▶ _Description of the task_
Please update everything from the line containing "Our team needs the bounding box of the brake" down to the line containing "[500,227,510,248]" by replacing "black tire" with "rubber tire" and leaving all else unchanged. Give back only those lines.

★ ★ ★ ★

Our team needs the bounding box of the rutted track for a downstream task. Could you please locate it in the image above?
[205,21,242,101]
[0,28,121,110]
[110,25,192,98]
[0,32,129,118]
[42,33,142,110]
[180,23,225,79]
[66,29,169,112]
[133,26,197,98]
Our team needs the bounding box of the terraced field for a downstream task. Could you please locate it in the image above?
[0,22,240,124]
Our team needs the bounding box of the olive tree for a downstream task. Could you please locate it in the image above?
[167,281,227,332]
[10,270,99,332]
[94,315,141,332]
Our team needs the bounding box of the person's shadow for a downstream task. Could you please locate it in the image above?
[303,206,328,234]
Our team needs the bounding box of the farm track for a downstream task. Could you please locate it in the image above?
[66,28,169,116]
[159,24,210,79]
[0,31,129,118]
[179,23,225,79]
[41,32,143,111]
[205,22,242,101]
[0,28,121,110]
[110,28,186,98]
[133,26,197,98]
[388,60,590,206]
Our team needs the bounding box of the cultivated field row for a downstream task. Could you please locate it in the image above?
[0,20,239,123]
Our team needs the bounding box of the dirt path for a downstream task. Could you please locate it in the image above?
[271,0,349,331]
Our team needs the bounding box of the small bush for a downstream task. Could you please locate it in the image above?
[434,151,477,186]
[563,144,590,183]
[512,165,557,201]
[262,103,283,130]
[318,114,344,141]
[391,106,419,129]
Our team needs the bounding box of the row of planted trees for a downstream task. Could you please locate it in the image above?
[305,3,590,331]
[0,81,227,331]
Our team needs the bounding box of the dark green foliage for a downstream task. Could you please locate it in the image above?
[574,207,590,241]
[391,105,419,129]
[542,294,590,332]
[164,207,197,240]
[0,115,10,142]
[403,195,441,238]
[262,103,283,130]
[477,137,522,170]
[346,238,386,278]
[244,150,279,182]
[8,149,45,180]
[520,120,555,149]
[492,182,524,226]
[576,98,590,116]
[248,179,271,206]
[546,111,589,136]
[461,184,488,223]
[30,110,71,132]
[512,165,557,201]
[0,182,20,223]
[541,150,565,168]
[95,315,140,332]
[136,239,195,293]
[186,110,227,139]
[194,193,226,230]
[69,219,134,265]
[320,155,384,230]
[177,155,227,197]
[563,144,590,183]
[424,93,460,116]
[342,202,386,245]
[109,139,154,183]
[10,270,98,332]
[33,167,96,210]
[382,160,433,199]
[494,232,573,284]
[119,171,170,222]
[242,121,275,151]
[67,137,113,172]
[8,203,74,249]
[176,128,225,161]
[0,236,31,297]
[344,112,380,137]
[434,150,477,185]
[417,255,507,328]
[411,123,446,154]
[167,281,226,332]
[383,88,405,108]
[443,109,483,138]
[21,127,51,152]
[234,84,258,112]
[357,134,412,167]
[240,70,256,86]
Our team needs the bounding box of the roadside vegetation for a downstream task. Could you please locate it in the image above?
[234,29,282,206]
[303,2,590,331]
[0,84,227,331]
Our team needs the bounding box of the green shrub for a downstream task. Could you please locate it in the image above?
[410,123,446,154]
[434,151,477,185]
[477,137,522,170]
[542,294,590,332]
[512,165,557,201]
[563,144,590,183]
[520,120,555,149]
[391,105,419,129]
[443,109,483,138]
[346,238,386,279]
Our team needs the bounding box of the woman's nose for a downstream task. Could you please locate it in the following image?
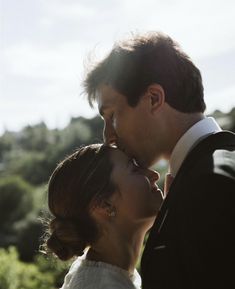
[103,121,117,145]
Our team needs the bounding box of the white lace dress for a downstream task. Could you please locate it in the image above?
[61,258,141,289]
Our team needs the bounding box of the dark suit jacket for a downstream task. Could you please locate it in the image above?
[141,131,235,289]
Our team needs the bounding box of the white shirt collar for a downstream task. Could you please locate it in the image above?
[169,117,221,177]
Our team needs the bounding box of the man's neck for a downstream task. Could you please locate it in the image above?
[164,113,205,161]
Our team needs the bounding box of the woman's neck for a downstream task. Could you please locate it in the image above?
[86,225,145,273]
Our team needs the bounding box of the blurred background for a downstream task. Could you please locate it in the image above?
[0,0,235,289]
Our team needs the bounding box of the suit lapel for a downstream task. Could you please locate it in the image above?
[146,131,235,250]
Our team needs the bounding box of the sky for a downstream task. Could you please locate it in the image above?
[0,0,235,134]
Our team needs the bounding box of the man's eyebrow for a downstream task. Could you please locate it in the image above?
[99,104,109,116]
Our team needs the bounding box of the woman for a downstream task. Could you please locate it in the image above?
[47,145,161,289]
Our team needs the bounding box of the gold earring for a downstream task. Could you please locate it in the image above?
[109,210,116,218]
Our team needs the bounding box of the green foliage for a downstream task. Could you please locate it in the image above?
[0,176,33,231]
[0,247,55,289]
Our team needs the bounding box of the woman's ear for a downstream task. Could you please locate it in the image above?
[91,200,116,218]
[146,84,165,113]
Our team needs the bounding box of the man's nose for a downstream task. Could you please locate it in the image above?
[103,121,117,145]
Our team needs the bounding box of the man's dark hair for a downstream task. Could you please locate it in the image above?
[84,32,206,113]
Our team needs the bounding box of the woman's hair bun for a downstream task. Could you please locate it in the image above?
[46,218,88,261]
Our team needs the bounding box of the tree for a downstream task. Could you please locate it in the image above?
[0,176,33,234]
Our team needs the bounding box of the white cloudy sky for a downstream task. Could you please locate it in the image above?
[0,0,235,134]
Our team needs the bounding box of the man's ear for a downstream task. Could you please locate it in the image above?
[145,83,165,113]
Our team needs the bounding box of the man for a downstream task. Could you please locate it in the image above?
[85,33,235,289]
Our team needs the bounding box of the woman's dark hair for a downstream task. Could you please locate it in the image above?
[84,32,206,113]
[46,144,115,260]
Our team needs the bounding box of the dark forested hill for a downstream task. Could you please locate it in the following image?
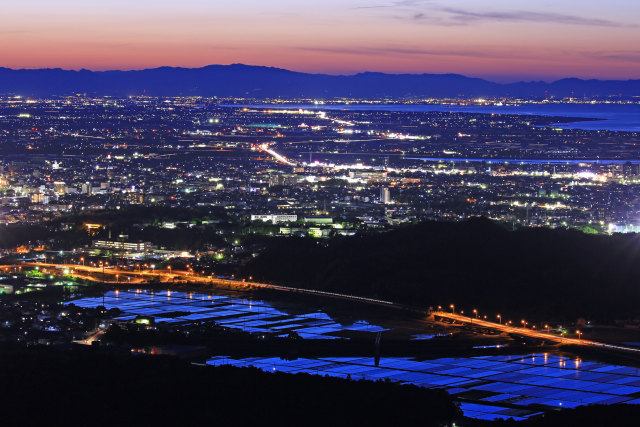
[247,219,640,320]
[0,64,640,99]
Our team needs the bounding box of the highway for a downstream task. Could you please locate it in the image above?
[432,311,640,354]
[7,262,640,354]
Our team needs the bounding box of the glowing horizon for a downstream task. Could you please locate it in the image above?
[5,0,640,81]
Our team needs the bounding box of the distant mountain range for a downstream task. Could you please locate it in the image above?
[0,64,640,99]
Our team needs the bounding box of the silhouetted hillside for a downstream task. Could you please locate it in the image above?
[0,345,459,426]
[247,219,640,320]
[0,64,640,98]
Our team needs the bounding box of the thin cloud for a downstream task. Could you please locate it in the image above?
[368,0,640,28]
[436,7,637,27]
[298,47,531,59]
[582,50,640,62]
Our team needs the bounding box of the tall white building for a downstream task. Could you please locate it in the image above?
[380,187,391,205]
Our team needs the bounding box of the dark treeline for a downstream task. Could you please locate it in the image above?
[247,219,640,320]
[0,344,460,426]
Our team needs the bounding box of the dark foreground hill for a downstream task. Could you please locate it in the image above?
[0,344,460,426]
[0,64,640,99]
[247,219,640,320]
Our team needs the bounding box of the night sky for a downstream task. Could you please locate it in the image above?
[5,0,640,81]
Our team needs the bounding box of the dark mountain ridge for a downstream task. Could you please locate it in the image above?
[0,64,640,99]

★ ★ ★ ★

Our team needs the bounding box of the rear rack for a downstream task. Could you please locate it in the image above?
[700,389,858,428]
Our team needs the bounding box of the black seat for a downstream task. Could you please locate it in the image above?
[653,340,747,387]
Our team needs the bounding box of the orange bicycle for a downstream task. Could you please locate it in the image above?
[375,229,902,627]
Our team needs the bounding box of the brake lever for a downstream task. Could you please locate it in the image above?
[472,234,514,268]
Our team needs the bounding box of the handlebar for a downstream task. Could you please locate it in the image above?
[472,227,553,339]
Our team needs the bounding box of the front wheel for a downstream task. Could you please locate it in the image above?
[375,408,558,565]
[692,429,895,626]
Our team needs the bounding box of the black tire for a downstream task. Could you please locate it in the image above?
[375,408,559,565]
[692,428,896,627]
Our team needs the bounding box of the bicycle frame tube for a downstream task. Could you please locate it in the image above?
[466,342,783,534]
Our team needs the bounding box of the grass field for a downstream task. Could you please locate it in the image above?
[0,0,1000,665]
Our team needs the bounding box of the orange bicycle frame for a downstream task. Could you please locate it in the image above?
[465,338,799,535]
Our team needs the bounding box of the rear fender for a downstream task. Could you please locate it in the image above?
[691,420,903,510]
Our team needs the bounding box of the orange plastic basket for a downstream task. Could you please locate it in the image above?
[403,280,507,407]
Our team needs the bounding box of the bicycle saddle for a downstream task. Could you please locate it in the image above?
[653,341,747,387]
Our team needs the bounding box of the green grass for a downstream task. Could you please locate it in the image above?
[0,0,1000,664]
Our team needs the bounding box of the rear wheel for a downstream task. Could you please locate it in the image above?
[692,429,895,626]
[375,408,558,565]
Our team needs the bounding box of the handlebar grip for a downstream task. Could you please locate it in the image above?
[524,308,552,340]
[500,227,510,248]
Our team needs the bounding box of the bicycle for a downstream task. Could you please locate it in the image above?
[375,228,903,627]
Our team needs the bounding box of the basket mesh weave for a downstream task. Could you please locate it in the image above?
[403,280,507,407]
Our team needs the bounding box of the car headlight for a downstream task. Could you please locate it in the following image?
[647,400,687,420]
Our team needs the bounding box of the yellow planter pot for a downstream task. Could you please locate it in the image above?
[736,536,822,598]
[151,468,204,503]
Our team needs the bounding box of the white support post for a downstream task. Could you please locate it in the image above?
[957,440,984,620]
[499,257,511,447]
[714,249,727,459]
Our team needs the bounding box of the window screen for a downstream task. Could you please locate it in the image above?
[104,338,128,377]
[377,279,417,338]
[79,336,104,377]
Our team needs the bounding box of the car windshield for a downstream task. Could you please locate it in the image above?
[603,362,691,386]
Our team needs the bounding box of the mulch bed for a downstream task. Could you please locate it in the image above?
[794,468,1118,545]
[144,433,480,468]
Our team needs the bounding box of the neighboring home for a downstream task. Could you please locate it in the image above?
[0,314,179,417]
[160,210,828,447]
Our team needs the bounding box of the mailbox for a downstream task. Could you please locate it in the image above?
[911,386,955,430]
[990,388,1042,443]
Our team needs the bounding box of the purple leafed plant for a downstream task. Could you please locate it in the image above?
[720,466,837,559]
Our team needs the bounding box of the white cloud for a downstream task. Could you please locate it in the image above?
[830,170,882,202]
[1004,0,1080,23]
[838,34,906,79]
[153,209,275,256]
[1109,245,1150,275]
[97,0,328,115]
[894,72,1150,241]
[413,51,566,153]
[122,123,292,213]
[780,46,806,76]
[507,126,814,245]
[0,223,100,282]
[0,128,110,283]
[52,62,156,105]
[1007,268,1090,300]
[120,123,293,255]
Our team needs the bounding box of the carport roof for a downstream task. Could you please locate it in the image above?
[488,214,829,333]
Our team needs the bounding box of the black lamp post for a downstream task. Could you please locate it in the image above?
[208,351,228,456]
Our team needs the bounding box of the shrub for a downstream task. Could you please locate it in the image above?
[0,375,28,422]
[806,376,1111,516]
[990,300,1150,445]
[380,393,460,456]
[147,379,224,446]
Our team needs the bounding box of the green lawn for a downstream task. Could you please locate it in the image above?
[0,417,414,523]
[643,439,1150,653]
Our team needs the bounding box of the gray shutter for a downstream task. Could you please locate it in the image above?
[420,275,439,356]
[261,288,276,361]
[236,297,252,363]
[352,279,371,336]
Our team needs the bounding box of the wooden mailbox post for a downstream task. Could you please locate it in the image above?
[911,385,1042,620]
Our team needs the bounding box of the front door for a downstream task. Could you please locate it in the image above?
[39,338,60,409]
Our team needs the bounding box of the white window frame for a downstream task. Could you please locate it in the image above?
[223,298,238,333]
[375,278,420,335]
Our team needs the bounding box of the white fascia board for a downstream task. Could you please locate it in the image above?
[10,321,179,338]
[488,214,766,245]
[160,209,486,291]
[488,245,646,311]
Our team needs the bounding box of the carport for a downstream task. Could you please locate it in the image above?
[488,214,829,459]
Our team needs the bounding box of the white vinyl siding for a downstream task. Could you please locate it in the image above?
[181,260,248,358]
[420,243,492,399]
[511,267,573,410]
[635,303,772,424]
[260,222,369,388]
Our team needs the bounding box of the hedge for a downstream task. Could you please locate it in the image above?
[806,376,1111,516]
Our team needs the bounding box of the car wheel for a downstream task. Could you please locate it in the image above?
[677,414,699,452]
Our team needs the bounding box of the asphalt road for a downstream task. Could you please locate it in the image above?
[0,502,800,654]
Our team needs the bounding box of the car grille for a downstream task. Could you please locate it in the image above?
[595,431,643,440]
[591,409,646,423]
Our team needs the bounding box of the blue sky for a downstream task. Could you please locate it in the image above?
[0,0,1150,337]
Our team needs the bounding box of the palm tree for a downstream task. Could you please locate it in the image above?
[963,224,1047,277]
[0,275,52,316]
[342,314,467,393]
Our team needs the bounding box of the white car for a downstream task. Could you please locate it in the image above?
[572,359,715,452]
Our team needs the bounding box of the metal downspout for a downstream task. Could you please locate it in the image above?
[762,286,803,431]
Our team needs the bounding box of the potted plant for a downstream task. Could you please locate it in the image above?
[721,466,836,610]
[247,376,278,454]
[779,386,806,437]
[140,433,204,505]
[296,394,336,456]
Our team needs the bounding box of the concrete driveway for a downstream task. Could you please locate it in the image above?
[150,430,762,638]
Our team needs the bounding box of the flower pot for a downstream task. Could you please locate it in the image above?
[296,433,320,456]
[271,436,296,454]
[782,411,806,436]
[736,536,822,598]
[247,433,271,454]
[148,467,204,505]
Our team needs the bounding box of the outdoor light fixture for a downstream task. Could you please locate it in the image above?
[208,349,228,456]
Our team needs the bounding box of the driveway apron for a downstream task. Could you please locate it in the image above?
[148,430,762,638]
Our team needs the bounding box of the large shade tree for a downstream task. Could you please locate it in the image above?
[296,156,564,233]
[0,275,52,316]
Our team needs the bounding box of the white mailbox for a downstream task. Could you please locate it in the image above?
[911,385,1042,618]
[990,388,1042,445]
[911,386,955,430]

★ ★ ★ ★

▶ _The output_
Our team needs the bounding box of the brake lever for a downstream task. Could you please locate it in the image above?
[472,234,514,268]
Our team needs the bounding box of the handlebar for a downstream task. Could you please locate it in the image above?
[472,227,553,339]
Our team needs the bounding box of the front wheel for a downstream task. Could you please locate it in the image above?
[375,408,558,565]
[692,429,895,626]
Our team needs the bounding box of the rubber tire for a downstream task. Could you please locate it in the image above?
[375,408,559,565]
[692,428,896,627]
Our team needs the bounding box of the bicycle frame tube for a downstream task. Could you please locate it in the image above?
[466,342,783,534]
Our team needs the bounding box of the grass field for a downstream task. Could you please locate it in the image above?
[0,0,1000,665]
Our team needs the bounding box of the orange bicycle frame for a downstream task. Could you please locate it in the image above?
[465,338,799,535]
Our team needs the bounding box of the rear fender for a downstream task. Could you please locate it in the image above?
[691,420,903,510]
Our team needs the bounding box of the orange plastic basket for a downstream task. Could you please locate it in the image above?
[403,280,507,407]
Our team needs the bounding box of the bicycle saddle for a downstream task. Could you please locate it in the image above?
[653,341,747,387]
Our team needs the bounding box of the green grass for a downstream task. Could you please locate it in the image above?
[0,0,1000,664]
Our team needs the bounding box of the rear wheel for a downstream task. Could you please locate it in the image above?
[692,429,895,626]
[375,408,558,565]
Our team needs the bounding box of the handlebar grip for a downstream task. Could you please locate it in the image above?
[524,308,552,340]
[500,227,510,248]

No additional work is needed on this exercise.